* **Data supplied**
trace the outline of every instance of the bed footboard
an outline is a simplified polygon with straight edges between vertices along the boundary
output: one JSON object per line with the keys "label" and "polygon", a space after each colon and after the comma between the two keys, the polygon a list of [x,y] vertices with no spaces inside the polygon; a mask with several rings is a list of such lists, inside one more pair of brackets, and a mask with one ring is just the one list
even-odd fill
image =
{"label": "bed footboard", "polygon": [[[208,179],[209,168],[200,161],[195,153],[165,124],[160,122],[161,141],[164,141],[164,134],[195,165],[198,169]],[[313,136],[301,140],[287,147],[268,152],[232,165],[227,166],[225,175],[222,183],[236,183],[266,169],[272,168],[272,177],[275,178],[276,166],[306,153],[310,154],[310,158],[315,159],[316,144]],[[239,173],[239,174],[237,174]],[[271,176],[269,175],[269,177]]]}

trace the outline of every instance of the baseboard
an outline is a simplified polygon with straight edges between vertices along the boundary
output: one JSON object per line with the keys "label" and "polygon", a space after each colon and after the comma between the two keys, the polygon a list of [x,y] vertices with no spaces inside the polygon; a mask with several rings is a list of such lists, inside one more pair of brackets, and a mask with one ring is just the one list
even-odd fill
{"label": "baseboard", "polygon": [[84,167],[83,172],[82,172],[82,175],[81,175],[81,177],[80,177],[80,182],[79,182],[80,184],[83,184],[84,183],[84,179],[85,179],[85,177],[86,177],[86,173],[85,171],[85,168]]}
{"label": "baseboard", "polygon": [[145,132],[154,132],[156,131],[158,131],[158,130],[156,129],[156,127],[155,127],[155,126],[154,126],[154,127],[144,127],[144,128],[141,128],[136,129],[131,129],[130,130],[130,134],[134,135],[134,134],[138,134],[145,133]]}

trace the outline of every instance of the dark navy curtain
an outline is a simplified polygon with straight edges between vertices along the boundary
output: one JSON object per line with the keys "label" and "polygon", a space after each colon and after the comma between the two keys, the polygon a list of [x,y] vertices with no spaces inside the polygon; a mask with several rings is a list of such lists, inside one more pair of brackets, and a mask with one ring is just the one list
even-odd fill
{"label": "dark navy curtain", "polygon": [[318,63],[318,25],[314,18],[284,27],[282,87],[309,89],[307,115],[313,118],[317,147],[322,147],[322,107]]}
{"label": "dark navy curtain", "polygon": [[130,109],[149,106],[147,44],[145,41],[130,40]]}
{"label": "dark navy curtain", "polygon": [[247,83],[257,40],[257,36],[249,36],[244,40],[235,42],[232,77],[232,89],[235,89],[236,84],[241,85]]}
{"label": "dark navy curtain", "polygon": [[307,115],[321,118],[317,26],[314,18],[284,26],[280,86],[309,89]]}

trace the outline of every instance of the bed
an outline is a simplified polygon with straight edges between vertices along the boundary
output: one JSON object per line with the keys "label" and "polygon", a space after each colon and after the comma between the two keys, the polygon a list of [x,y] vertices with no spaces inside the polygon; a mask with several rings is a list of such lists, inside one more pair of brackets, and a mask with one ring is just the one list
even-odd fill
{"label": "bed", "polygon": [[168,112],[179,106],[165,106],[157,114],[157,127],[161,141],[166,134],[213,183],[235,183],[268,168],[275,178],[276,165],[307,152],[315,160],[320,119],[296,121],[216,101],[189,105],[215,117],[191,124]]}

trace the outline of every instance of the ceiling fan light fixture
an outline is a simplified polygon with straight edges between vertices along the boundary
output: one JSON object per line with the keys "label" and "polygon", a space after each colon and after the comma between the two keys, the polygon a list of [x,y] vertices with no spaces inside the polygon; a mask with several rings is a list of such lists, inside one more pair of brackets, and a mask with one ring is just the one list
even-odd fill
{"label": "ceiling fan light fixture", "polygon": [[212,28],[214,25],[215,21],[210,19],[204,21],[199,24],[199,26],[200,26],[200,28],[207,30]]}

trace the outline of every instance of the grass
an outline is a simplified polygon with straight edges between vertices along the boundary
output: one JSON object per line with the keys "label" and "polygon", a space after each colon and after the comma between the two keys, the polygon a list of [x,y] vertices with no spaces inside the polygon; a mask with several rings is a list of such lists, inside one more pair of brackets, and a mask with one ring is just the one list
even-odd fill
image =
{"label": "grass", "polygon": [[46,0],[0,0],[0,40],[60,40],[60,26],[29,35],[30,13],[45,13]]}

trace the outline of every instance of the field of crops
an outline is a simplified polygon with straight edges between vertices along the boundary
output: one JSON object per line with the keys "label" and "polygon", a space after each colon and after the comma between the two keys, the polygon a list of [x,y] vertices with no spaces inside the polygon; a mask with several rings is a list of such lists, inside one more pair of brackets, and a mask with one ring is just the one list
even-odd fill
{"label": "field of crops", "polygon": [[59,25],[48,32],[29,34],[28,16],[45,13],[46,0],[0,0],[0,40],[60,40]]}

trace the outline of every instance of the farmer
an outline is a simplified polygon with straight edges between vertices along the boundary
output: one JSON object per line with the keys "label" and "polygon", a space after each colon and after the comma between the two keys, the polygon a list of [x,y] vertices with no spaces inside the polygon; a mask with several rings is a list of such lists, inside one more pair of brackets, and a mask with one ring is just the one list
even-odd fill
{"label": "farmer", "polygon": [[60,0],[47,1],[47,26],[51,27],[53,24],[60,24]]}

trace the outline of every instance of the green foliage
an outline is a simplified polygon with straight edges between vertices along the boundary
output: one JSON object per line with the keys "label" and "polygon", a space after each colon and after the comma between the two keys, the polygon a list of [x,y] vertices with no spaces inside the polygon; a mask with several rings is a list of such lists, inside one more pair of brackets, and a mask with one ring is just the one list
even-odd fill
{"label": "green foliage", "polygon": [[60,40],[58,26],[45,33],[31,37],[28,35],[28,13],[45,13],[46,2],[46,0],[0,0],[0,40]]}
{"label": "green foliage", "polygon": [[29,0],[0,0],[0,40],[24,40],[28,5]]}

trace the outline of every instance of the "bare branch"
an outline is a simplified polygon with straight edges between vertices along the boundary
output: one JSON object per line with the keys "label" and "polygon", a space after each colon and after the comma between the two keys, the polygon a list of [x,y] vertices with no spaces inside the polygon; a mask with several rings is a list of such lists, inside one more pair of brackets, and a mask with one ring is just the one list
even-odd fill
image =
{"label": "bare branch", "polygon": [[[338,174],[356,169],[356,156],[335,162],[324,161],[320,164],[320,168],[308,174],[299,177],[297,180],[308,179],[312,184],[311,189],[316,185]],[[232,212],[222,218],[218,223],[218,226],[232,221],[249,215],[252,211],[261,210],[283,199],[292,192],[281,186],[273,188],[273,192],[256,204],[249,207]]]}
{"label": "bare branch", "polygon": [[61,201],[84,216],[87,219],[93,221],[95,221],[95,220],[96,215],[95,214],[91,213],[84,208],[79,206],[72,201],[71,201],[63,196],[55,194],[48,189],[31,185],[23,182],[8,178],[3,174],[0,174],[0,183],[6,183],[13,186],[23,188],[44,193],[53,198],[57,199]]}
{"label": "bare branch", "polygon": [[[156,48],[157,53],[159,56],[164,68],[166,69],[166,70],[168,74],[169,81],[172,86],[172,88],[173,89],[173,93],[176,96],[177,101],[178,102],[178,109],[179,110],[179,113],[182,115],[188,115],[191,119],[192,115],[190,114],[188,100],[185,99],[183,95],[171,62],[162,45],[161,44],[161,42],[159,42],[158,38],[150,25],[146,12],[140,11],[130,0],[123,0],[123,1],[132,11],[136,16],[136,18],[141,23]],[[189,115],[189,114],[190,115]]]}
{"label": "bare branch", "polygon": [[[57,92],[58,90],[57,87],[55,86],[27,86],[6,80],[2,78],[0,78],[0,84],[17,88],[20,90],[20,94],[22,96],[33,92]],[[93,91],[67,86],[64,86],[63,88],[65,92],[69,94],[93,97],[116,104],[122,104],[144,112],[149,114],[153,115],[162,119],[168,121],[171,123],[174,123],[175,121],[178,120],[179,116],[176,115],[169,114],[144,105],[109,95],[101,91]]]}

* **Exercise instructions**
Please pick out every line of the listing above that contains the string "light", and copy each one in full; a match must have the same letter case.

* **The solution**
trace the outline of every instance of the ceiling fan light fixture
{"label": "ceiling fan light fixture", "polygon": [[212,28],[214,25],[215,21],[210,19],[204,21],[199,24],[199,26],[200,26],[200,28],[207,30]]}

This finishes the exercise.